───── Selected extract

Which then leads to the second promise we see in Isaiah. Not only will this Savior endure injustice, suffer oppression and die for sinners, but He is a Savior Who will end injustice, Who will stop oppression, Who will transform the hearts of sinners to follow His lead. This is loaded language here. In Isaiah 61:1-2, we see another prophecy of this Savior to come. Listen to what God says through Isaiah, talking about the Savior to come: 

The Spirit of the Lord God is upon me,
because the Lord has anointed me
to bring good news to the poor;
he has sent me to bind up the brokenhearted,
to proclaim liberty to the captives,
and the opening of the prison to those who are bound;
to proclaim the year of the Lord’s favor… 

Do you recognize those words? With a couple small differences, this mirrors what Jesus read in the synagogue in Luke 4. Out of all the places in the scroll that Jesus unrolled at the beginning of His ministry, He finds the place that prophesies the One Who will proclaim good news to the poor, Who has been sent by God to proclaim liberty to captives, recovery of sight to the blind, to set at liberty those who are oppressed—which is actually an exact quote from Isaiah 58:6—and to proclaim the year of the Lord’s favor.

──────────
───── Listed records

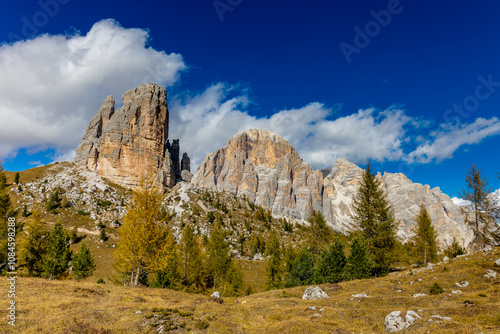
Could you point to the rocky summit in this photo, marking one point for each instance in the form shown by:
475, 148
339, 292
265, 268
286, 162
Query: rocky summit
126, 144
267, 170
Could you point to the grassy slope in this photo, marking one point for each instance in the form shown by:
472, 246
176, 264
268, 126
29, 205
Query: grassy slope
84, 307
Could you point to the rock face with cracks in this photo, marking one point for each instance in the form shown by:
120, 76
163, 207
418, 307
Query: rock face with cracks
128, 144
266, 169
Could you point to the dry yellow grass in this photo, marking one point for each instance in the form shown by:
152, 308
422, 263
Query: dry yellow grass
83, 307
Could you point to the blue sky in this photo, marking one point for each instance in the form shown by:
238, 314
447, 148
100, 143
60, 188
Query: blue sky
233, 64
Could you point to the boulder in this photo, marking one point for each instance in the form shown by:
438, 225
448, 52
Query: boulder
490, 274
313, 293
186, 176
394, 322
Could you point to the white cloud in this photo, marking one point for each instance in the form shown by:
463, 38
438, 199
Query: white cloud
52, 85
449, 138
205, 123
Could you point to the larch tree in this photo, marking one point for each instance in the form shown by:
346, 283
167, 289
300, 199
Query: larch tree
482, 208
142, 234
375, 217
274, 266
425, 239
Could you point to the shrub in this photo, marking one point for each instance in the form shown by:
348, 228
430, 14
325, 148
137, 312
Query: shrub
83, 213
436, 289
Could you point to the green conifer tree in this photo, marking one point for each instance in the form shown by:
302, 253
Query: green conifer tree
375, 217
83, 263
4, 195
320, 234
481, 213
33, 247
302, 271
57, 256
359, 263
331, 264
426, 244
275, 261
219, 259
190, 257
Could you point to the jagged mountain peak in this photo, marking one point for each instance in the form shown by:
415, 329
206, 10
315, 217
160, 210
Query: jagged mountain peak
127, 144
268, 170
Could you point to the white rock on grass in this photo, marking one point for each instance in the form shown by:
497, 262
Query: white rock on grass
361, 295
312, 293
439, 319
490, 274
394, 322
419, 295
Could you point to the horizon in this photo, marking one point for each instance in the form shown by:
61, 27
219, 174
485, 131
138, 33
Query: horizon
364, 81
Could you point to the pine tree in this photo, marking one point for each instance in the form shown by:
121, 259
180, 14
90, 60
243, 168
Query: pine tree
190, 257
331, 264
33, 247
320, 233
302, 271
218, 255
4, 196
426, 244
480, 214
57, 256
359, 262
143, 238
83, 263
375, 217
275, 261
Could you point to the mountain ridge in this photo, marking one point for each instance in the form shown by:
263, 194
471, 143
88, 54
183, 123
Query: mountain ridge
248, 165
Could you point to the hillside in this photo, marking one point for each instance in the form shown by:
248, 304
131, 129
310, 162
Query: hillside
91, 202
84, 307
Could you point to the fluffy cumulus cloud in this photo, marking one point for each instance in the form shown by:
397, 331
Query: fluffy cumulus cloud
206, 122
449, 138
52, 85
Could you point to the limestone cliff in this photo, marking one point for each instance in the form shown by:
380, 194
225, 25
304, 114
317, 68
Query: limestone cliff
267, 169
126, 144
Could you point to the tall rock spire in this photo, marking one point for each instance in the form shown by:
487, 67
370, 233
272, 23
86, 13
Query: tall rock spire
125, 145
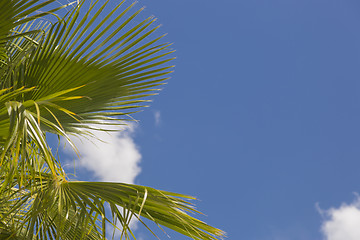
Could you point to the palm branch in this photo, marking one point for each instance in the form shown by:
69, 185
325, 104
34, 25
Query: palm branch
65, 77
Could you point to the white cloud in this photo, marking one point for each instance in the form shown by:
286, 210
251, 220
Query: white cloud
343, 222
157, 116
113, 156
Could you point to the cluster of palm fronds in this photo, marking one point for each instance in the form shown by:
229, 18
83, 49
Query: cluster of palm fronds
64, 77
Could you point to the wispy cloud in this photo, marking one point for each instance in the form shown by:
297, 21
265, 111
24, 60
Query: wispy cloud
342, 222
111, 157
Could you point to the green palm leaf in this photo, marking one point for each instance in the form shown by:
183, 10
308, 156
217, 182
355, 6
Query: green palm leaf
65, 77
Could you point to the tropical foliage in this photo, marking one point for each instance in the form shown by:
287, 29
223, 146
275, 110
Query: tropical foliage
65, 69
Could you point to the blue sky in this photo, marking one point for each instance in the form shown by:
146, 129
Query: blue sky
260, 120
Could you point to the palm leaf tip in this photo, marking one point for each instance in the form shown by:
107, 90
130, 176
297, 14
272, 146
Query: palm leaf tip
87, 68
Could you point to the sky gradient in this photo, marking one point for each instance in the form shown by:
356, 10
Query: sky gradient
260, 120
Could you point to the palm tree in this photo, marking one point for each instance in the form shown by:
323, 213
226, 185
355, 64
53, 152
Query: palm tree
65, 70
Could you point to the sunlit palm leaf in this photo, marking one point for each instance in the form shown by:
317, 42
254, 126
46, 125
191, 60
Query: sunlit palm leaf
65, 77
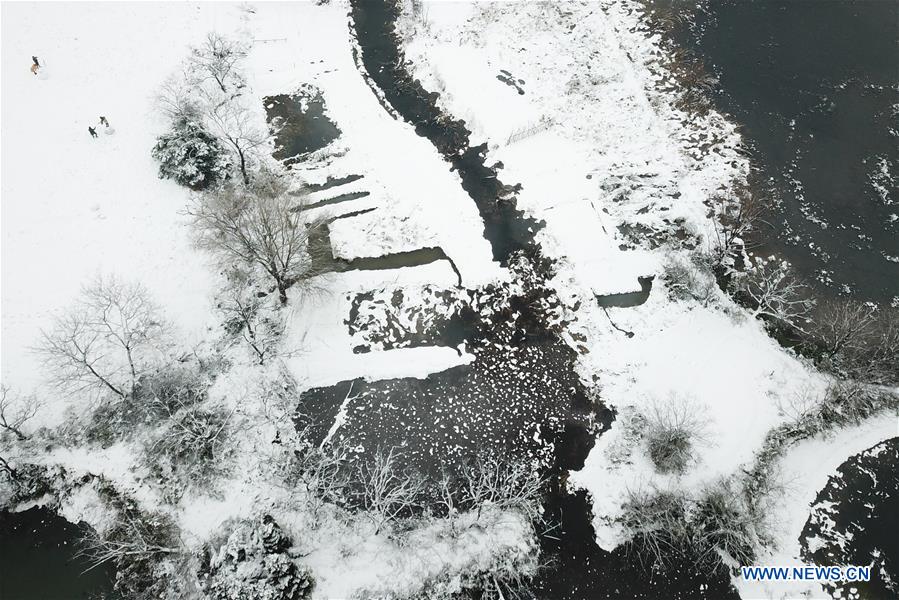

──────────

◆ Task list:
**a)** Reproduce word for word the portion of the sermon excerpt on Isaiah's prophecy that opens with the words containing "The Spirit of" and closes with "the Lord’s favor.".
**b)** Pick up the sermon excerpt on Isaiah's prophecy after its final sentence and carry it further.

◆ Answers for the tasks:
**a)**
The Spirit of the Lord God is upon me,
because the Lord has anointed me
to bring good news to the poor;
he has sent me to bind up the brokenhearted,
to proclaim liberty to the captives,
and the opening of the prison to those who are bound;
to proclaim the year of the Lord’s favor… 

Do you recognize those words? With a couple small differences, this mirrors what Jesus read in the synagogue in Luke 4. Out of all the places in the scroll that Jesus unrolled at the beginning of His ministry, He finds the place that prophesies the One Who will proclaim good news to the poor, Who has been sent by God to proclaim liberty to captives, recovery of sight to the blind, to set at liberty those who are oppressed—which is actually an exact quote from Isaiah 58:6—and to proclaim the year of the Lord’s favor.

**b)**
Isaiah 61 goes on to proclaim the reality of the Lord’s judgment on those who don’t trust in this Savior. Jesus reads these words from Isaiah, then He sits down, and with everyone’s eyes fixed on Him, He looks at them and says, “Today, right here, this passage has been fulfilled in Me.” What a statement! 

Can you imagine somebody like me coming up on a stage, reading a passage written hundreds of years before about a Savior to come, and then close with, “Yours truly.” What a moment! “Today this is fulfilled. This promise from hundreds of years before is filled in Me, right in front of your eyes and your ears.” So what does this mean?

We’ve already seen that obviously there’s a spiritual dimension at work here. This good news is certainly for the poor in spirit, which we see throughout Jesus’ teaching—the humble in heart who choose poverty of spirit over pride in self. I urge you, self-made men and women, successful men and women, choose poverty of spirit over pride in yourself. Your eternity hinges on it before a holy God. Throw aside pride in yourself; choose poverty of spirit. Jesus has come to proclaim to those who are captive to sin and Satan, to power and its penalty. He’s come to open eyes of the blind. Blessed are the pure in heart, for they will see God. He’s come to free those who are oppressed by sin and Satan, to proclaim the year of the Lord’s favor to all who place their faith in Him. So there is potent spiritual application in all of these words.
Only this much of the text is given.